◆ **Excerpted passage**
[start]
It sounds like you've covered all the bases and logic has gone out the window. The ground wire appears to be ok. You found 5.0 volts supply, and the sensor measures a typical value. This is where the confusion sets in. Until I hear back from you, I'm going to guess you have a problem with the Engine Computer. Here's my logic. The only thing left is stretched pins in the sensor's electrical connector. That would cause an open circuit, you'd still have 5.0 volts on the signal wire, and the proper 0.2 volts on the ground wire. However, the sensor's resistance goes up as its temperature goes down. Normally an open circuit defaults to minus 40 degrees. A reading of 260 degrees suggests the signal voltage is dropping way too far. (Acceptable signal voltage range is 0.5 to 4.5 volts). You should see very low voltage on the signal wire if the sensor was shorted or the two pins in the connector were touching each other. Since you have 5.0 volts, the signal wire is not shorted to ground.
[end]
◆ **Exercise aim**
Continue the troubleshooting reply about the sensor reading of 260 degrees, picking up from its final sentence above.

◆ **Stored rows**
[start]
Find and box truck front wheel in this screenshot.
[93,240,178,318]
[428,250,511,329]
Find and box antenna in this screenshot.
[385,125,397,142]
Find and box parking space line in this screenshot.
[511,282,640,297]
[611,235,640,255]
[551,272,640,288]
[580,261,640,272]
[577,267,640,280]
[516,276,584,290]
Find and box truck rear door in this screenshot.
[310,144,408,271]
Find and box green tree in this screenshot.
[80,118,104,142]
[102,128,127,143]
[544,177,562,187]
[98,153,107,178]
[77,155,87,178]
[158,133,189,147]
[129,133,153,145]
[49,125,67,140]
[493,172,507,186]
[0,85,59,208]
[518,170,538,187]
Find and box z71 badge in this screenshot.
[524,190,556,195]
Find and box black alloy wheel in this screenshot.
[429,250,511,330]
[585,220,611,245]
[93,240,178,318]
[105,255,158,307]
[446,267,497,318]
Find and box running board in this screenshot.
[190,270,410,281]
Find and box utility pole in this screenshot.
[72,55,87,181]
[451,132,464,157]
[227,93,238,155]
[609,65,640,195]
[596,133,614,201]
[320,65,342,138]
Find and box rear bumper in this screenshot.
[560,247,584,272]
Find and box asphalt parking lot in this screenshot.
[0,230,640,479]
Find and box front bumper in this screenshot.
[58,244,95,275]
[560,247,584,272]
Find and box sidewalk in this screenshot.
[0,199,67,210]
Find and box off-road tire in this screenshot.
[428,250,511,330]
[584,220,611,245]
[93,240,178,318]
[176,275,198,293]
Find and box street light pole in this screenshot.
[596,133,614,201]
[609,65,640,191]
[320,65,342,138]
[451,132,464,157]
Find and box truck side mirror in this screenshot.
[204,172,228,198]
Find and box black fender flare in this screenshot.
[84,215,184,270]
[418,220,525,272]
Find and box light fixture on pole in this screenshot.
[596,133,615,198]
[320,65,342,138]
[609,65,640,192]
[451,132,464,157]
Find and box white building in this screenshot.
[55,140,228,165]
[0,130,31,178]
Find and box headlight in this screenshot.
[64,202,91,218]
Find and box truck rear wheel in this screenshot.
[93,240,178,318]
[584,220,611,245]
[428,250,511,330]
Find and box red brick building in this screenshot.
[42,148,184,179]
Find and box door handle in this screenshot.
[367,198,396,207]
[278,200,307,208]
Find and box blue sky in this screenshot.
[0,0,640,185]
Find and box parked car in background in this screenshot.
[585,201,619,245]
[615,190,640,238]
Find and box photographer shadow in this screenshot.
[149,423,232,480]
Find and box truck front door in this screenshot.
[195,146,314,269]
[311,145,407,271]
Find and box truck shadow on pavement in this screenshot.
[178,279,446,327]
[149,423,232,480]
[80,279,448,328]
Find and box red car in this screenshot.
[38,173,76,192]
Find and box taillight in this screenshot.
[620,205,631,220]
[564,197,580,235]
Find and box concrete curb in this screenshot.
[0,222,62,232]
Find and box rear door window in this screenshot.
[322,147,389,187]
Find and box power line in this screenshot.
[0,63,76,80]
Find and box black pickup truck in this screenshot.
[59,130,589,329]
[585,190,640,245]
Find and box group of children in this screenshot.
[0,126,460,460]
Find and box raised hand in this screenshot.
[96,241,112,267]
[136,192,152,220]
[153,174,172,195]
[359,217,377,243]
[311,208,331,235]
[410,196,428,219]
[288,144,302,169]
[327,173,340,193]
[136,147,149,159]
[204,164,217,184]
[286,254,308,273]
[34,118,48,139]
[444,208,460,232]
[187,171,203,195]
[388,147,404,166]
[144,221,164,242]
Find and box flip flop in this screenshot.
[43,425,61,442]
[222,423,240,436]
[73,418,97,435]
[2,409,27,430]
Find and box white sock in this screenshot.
[end]
◆ **Answer for the task**
Ok, I'm having a brain burp. Something must be taking place in the computer I'm not aware of. What I mean is it is indicating 260 degrees as a default in recognition of a problem, not as an actual temperature. Back-probe the electrical connector to remeasure the sensor resistance through the pins. I think you're going to find an open circuit due to a stretched pin. There is another resistor in series with the sensor's signal wire. It lives in the computer and is what causes the voltage drop to occur on that line. The fact that 5.0 volts is found at the sensor when it is unplugged proves the entire circuit from the computer to the sensor is ok. The fact that no voltage drop occurs when the sensor is plugged in proves no current is flowing in the circuit due to a break. You proved the ground wire is ok and the sensor is ok. The pins have to be open or the sensor is opening up under load. That was real common in my years of fixing tvs, but it's highly unlikely for a simple temperature sensor.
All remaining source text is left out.